**What needs to be done**
In the records that follow, find the line with "[pin] horse's hoof"; from there, retype every line exactly through the line with "[pin] green grass", which also belongs to the answer.

Dataset: Begin

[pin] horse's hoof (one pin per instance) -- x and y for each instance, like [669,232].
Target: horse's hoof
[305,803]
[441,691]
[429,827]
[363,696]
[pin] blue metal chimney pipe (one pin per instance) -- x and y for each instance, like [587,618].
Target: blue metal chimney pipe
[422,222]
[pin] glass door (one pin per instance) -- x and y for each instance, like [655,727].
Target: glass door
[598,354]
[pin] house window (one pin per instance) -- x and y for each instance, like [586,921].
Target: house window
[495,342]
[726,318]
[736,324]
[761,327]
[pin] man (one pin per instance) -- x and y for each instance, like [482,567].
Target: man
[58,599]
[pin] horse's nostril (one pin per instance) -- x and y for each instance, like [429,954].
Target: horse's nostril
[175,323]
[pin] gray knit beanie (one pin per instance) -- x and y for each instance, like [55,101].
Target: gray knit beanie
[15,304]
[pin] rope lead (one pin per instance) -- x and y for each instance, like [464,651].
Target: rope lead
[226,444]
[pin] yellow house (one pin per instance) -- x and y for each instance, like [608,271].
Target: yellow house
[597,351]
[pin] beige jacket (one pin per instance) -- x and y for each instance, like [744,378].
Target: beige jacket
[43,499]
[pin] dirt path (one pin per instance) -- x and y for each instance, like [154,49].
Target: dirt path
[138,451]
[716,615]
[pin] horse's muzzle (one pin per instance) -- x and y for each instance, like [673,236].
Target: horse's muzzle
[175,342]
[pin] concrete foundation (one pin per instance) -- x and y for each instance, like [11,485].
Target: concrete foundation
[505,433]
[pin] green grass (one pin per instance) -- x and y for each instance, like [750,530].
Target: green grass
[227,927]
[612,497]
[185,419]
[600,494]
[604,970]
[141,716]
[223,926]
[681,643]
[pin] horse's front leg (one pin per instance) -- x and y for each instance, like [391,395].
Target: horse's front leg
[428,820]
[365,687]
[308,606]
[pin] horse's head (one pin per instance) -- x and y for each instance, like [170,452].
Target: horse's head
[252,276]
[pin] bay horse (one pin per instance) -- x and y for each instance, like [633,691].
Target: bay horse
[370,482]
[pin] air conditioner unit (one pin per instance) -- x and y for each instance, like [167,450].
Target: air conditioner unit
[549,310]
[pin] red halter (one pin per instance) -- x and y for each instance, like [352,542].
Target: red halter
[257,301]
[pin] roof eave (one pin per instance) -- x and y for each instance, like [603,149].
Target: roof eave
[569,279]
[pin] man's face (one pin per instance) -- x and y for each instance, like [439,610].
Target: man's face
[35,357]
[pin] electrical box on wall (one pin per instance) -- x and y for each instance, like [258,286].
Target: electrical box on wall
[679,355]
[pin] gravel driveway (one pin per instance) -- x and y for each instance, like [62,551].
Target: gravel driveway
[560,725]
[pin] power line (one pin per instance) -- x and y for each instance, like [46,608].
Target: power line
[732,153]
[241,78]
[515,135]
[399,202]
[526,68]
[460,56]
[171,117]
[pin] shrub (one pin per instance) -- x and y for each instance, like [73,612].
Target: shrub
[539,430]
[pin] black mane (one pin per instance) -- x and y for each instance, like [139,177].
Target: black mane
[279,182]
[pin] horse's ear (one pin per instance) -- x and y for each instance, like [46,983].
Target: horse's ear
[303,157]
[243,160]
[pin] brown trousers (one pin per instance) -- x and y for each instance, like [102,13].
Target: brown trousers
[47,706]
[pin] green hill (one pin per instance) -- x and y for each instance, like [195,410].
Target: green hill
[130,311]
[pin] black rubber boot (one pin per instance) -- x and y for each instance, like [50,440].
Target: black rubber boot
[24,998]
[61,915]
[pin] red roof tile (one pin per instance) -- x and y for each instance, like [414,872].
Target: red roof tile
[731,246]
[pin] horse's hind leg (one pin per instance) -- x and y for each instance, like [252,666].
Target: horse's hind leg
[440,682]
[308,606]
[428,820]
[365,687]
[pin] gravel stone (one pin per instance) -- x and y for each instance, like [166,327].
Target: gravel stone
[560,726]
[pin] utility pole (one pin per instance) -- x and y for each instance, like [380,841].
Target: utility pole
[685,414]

Dataset: End
Dataset: Begin

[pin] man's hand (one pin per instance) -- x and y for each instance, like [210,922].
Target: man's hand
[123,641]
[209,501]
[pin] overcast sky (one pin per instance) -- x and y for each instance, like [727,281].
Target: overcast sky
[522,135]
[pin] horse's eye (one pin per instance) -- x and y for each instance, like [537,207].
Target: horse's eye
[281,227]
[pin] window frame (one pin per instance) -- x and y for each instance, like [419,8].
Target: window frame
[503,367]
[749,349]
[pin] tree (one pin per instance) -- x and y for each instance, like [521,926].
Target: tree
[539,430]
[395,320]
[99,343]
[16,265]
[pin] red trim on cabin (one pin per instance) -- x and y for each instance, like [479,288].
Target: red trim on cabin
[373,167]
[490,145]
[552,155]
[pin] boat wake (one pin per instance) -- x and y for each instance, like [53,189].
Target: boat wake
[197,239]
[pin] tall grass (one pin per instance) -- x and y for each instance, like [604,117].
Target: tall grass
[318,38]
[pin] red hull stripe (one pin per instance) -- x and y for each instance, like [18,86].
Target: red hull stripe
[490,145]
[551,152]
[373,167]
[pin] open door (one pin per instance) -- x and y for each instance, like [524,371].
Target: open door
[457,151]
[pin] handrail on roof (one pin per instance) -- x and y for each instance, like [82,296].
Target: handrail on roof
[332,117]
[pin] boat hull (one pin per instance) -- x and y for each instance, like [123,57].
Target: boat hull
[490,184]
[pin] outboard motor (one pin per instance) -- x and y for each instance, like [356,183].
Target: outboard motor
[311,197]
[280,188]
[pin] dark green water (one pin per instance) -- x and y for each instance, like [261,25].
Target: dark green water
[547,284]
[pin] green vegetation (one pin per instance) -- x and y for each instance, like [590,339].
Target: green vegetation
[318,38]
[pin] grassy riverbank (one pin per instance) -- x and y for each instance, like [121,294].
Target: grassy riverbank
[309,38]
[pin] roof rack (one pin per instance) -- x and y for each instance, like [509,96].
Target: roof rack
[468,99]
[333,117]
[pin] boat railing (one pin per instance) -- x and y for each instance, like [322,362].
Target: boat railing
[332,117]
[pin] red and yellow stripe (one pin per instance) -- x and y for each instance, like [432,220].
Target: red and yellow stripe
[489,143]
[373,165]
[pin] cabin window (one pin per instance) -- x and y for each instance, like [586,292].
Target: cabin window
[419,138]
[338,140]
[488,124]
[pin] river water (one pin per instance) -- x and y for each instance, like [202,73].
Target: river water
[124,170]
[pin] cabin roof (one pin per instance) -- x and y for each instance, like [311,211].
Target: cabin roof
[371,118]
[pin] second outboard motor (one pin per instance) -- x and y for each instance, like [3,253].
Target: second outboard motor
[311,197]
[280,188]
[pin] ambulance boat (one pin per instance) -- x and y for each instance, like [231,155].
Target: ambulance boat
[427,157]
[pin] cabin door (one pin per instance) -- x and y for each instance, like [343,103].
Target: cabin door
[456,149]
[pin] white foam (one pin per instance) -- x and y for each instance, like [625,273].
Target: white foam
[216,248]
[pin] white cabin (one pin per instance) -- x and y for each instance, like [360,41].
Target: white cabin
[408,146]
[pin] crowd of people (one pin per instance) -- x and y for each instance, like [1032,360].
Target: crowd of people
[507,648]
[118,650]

Dataset: End

**Task solution**
[pin] horse's hoof (one pin per instance) -- x and y for each instance, like [669,232].
Target: horse's hoof
[305,803]
[441,691]
[429,827]
[363,696]
[pin] blue metal chimney pipe (one pin per instance) -- x and y for each instance, like [587,618].
Target: blue metal chimney pipe
[422,222]
[pin] glass door (one pin per instance) -- x and y for each instance, like [655,727].
Target: glass door
[598,354]
[pin] house window (one pin per instance) -- x and y for each instance, like [586,921].
Target: house window
[495,342]
[726,318]
[736,324]
[761,327]
[pin] man (one pin per instance) -- x and y for each instance, like [482,567].
Target: man
[58,599]
[pin] horse's nostril (one pin per instance) -- x and y for each instance, like [429,954].
Target: horse's nostril
[175,323]
[pin] gray knit beanie (one pin per instance) -- x and y for each instance, like [55,101].
Target: gray knit beanie
[15,304]
[pin] rope lead (one pin per instance) -- x and y for each instance, like [464,651].
Target: rope lead
[226,444]
[pin] yellow house (one pin per instance) -- x and y for each instance, like [608,271].
Target: yellow house
[597,351]
[pin] beige jacket (one pin per instance) -- x and y for each instance, like [744,378].
Target: beige jacket
[43,499]
[pin] dirt path (one pin per instance) -- x and y for each instance, like [154,49].
Target: dirt path
[138,451]
[716,615]
[pin] horse's muzzle (one pin per instance) -- x and y for each instance, like [673,236].
Target: horse's muzzle
[175,342]
[pin] concrete foundation (one pin per instance) -- x and y for each instance, like [11,485].
Target: concrete foundation
[505,433]
[pin] green grass (one pin per instance) -- x and y for each instance, like [750,530].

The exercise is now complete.